• [AIM]:
Starting at the beginning of the entries and stopping after the line that contains "[0,0,1080,714]", rewrite those lines with "Report pixel corners" changed to "Give pixel corners" and nothing else altered. Omit the pictures from your version.

------------------------

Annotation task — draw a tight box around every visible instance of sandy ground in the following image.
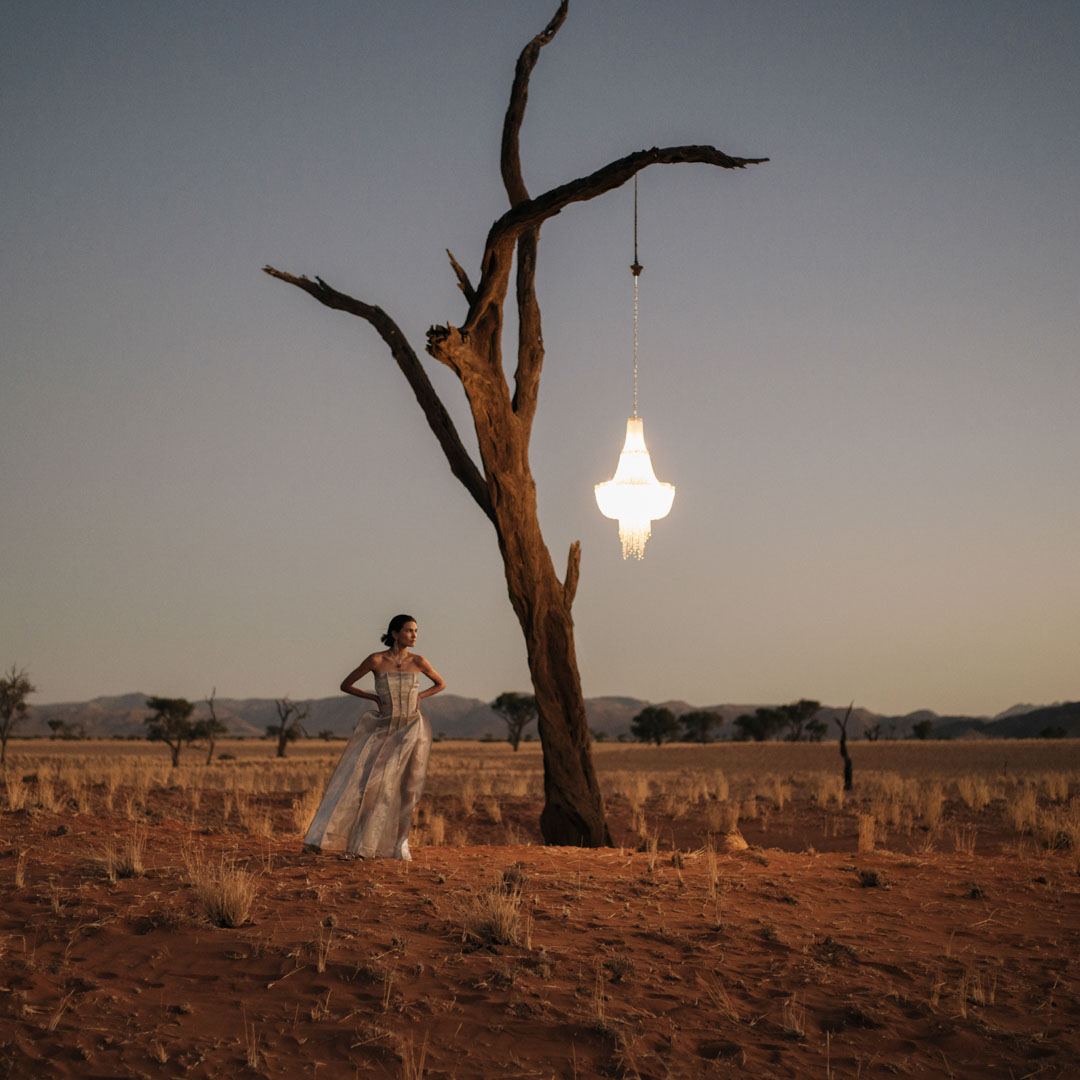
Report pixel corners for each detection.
[0,777,1080,1080]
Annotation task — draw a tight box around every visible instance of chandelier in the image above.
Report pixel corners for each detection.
[593,176,675,558]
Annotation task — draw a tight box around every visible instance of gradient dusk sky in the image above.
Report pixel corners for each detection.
[0,0,1080,714]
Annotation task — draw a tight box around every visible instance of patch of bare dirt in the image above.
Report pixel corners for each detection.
[0,793,1080,1080]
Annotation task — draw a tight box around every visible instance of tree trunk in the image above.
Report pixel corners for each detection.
[264,0,768,847]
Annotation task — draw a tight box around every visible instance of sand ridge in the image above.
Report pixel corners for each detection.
[0,807,1080,1080]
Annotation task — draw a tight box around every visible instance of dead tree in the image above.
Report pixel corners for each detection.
[836,702,855,792]
[265,0,768,847]
[267,696,308,757]
[195,686,229,765]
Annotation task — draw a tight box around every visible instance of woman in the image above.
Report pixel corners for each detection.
[303,615,446,860]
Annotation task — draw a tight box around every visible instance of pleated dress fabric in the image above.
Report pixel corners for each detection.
[303,671,431,859]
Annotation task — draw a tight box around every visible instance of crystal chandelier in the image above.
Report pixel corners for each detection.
[593,176,675,558]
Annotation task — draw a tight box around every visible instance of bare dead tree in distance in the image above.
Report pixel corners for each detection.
[264,0,768,847]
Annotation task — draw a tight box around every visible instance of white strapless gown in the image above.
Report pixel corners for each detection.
[303,672,431,859]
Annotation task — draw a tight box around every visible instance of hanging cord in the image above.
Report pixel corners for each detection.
[630,173,643,420]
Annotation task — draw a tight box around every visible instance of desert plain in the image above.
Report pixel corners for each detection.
[0,740,1080,1080]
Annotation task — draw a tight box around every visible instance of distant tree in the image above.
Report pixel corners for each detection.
[630,705,679,746]
[267,694,308,757]
[0,664,38,765]
[491,690,537,753]
[195,687,229,765]
[735,705,785,742]
[836,702,855,792]
[678,708,724,742]
[143,698,195,769]
[778,698,821,742]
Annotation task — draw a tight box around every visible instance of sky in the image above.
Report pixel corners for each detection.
[0,0,1080,715]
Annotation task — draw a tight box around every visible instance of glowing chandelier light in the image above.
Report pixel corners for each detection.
[593,176,675,558]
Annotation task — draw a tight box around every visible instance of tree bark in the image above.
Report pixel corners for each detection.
[264,0,768,847]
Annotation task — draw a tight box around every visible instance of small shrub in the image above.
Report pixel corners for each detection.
[189,855,258,927]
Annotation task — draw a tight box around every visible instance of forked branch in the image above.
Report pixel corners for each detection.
[461,146,769,334]
[262,266,495,524]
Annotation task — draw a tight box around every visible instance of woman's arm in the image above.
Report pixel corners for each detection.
[341,652,379,701]
[413,652,446,698]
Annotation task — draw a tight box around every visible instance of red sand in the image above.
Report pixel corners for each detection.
[0,806,1080,1080]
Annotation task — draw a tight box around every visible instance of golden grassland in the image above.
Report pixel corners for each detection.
[8,740,1080,851]
[0,740,1080,1080]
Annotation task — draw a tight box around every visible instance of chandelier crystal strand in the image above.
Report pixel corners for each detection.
[594,176,675,558]
[630,173,644,417]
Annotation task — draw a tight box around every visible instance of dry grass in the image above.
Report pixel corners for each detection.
[457,881,528,945]
[859,813,877,851]
[186,852,258,927]
[98,828,146,881]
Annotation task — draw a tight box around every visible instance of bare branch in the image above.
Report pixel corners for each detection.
[499,6,567,437]
[499,0,568,206]
[461,146,769,334]
[262,266,495,523]
[563,540,581,611]
[446,247,476,305]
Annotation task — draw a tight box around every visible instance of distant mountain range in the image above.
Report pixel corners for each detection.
[17,693,1080,739]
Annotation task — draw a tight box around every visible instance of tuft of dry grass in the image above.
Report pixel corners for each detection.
[188,855,258,927]
[457,881,526,945]
[3,774,30,812]
[698,975,742,1024]
[859,813,877,852]
[780,998,807,1039]
[98,828,146,881]
[953,825,978,855]
[401,1035,428,1080]
[1008,784,1039,833]
[293,787,322,836]
[14,848,30,889]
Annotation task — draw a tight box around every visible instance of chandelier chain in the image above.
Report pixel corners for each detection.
[630,174,643,419]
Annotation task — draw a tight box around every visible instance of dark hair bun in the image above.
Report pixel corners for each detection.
[380,615,416,649]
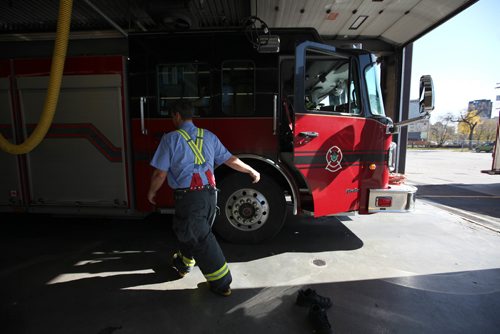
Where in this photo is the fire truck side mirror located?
[419,75,434,115]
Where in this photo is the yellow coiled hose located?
[0,0,73,154]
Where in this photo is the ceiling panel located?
[0,0,477,45]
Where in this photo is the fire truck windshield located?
[365,63,385,116]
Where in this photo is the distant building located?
[408,100,430,142]
[467,96,492,118]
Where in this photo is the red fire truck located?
[0,29,432,242]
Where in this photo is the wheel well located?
[215,157,296,201]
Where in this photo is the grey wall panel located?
[0,78,21,206]
[19,75,128,206]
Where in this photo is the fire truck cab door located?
[293,42,366,217]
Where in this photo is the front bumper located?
[368,184,417,213]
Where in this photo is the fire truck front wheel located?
[214,173,286,243]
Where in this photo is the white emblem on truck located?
[325,146,342,173]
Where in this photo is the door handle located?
[141,96,148,135]
[299,131,319,138]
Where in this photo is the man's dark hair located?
[170,99,194,120]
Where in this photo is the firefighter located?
[148,99,260,296]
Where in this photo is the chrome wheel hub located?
[224,188,269,231]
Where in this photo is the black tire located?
[214,173,287,243]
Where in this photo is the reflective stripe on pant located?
[173,189,232,289]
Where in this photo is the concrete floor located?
[0,197,500,334]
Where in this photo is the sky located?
[410,0,500,123]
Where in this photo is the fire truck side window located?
[304,52,360,114]
[157,64,212,116]
[221,60,255,116]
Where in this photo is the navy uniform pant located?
[173,189,232,289]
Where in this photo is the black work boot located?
[296,289,332,309]
[309,304,332,334]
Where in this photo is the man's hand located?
[250,170,260,183]
[224,155,260,183]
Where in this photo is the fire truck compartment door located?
[293,42,360,217]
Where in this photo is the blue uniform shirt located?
[151,122,232,189]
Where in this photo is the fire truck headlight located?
[388,142,398,172]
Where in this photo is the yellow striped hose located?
[0,0,73,154]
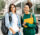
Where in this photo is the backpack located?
[1,13,12,35]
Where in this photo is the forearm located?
[9,28,16,34]
[25,23,36,27]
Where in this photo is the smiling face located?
[11,5,16,12]
[24,5,29,13]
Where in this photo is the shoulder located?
[5,13,9,16]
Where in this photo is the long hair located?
[9,4,16,12]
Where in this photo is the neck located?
[12,11,15,14]
[25,12,29,14]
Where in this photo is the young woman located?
[5,4,21,35]
[22,2,36,35]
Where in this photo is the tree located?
[0,0,5,11]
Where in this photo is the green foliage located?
[0,0,5,11]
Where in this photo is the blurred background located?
[0,0,40,35]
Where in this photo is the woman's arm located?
[5,13,16,34]
[25,15,36,27]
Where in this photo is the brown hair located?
[26,2,32,8]
[9,4,16,12]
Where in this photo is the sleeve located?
[21,16,23,27]
[17,16,21,28]
[25,14,36,27]
[5,14,11,29]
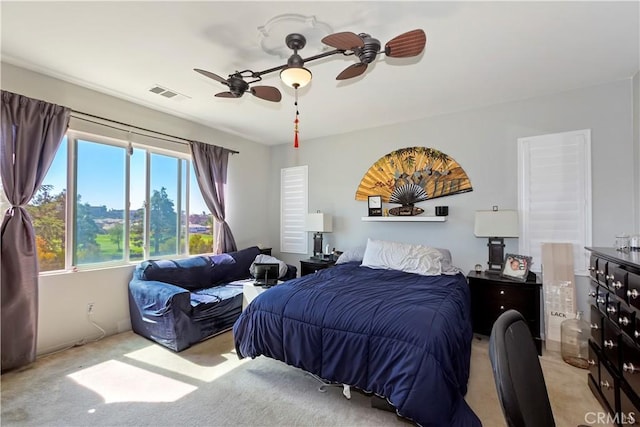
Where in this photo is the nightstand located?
[467,271,542,355]
[242,279,284,311]
[300,258,336,276]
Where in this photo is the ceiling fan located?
[193,68,282,102]
[322,29,427,80]
[194,29,427,102]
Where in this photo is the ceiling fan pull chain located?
[293,88,300,148]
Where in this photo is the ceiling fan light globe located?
[280,67,312,89]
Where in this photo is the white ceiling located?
[0,0,640,144]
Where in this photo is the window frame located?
[518,129,593,276]
[32,128,210,275]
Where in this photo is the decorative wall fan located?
[194,29,427,102]
[356,147,473,215]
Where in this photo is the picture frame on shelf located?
[368,195,382,216]
[500,254,531,282]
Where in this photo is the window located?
[187,164,214,254]
[26,136,68,271]
[518,130,591,275]
[75,139,127,266]
[27,131,213,271]
[280,166,309,254]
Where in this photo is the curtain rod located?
[71,110,240,154]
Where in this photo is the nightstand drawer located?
[480,285,537,320]
[467,272,542,354]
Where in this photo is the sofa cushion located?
[142,256,212,291]
[209,246,260,285]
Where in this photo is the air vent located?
[149,85,190,100]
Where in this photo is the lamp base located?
[487,237,504,273]
[313,232,322,257]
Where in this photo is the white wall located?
[269,79,638,320]
[0,64,270,354]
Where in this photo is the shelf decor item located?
[368,195,382,216]
[389,184,428,216]
[306,211,333,259]
[473,206,526,277]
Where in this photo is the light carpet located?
[0,332,602,427]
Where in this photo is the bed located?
[233,241,481,426]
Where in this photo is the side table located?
[467,271,542,355]
[300,258,336,276]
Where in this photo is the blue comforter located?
[233,263,481,426]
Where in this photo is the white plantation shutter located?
[518,129,591,275]
[280,166,309,254]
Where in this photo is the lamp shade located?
[280,67,311,88]
[473,210,519,237]
[307,212,333,233]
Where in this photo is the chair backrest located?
[489,310,555,427]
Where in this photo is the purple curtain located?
[189,141,238,254]
[0,90,70,372]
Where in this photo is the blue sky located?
[43,138,208,214]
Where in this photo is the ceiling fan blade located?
[193,68,229,86]
[215,92,238,98]
[336,62,367,80]
[322,31,364,50]
[250,86,282,102]
[384,30,427,58]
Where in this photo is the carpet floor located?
[0,332,602,427]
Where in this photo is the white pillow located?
[361,239,442,276]
[336,246,365,264]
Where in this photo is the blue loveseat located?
[129,246,297,351]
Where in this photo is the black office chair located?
[489,310,555,427]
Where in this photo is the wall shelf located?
[362,215,447,222]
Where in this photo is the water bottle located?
[560,311,591,369]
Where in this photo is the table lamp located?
[473,210,519,273]
[306,212,333,258]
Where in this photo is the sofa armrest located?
[280,264,298,281]
[129,279,191,316]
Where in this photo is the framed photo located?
[500,254,531,282]
[369,196,382,216]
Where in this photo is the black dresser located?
[586,247,640,426]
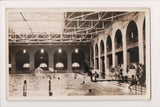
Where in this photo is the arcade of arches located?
[9,13,145,78]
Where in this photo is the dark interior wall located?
[8,44,91,73]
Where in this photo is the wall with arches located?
[92,12,145,75]
[9,44,90,73]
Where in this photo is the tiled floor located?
[9,73,145,96]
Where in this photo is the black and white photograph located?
[5,7,151,100]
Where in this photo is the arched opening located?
[115,29,123,66]
[16,49,29,71]
[143,19,146,64]
[100,40,105,78]
[95,44,99,69]
[35,49,48,70]
[126,21,139,65]
[126,21,138,45]
[53,49,68,72]
[72,49,85,72]
[106,36,112,68]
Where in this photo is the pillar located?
[112,37,115,67]
[115,53,118,66]
[122,29,128,73]
[98,40,101,73]
[67,51,72,72]
[11,53,16,73]
[93,44,97,69]
[49,52,54,70]
[138,24,144,64]
[104,39,108,74]
[29,51,35,72]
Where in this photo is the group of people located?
[111,63,146,88]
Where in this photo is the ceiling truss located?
[8,12,132,43]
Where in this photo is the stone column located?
[93,44,97,69]
[49,52,54,70]
[122,30,127,73]
[11,53,16,73]
[104,39,108,74]
[98,41,101,73]
[67,52,72,72]
[112,37,115,67]
[115,53,118,66]
[138,25,144,64]
[29,51,35,72]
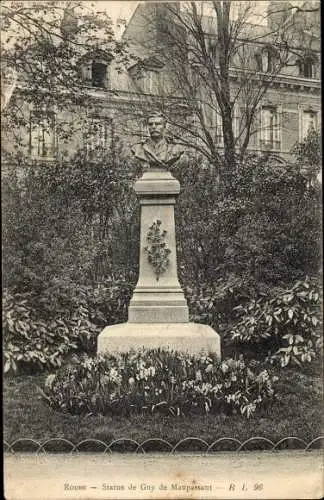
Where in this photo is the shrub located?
[3,276,133,373]
[229,279,321,367]
[42,349,276,418]
[3,292,99,374]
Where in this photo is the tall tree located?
[0,0,127,142]
[125,1,320,176]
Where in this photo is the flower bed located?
[42,350,277,418]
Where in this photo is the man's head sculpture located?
[146,112,167,142]
[132,112,184,170]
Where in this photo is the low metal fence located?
[4,436,324,454]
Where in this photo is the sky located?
[87,0,312,30]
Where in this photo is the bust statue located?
[132,113,184,170]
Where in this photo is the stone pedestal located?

------------------------

• [FINISHED TASK]:
Annotation task — draw a tight box around every visible instance of sandy ground in the following image.
Give pixel corners for each detection.
[0,777,1080,1080]
Annotation task — draw a tight box around every visible instance of chandelier in the image above.
Give pixel corners for each detection.
[593,176,675,558]
Annotation task — draw a tight box around every visible instance of gradient dusk sky in the image above.
Give pixel corners for each detection.
[0,0,1080,714]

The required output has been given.